[EXERCISE REQUIREMENTS]
Whenever a line below includes the string "step", show it.

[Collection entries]
'''

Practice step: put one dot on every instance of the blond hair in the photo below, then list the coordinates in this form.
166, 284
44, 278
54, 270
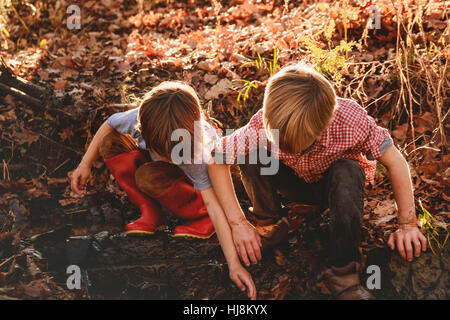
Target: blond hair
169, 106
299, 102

'''
'''

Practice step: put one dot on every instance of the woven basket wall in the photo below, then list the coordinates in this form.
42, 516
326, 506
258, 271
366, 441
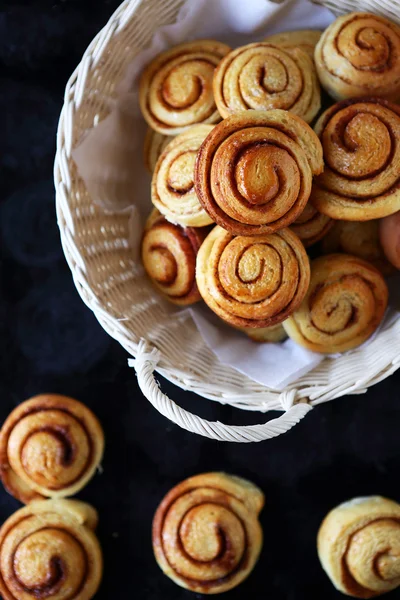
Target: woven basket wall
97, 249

'''

[TASK OUTPUT]
Practice step: put one dot on every instance of the blond hair in the photo below, then list the coordinates in this form.
Practice step: put one dot on every instance of the woven basket wall in the photo below, then list the coordinates in this form.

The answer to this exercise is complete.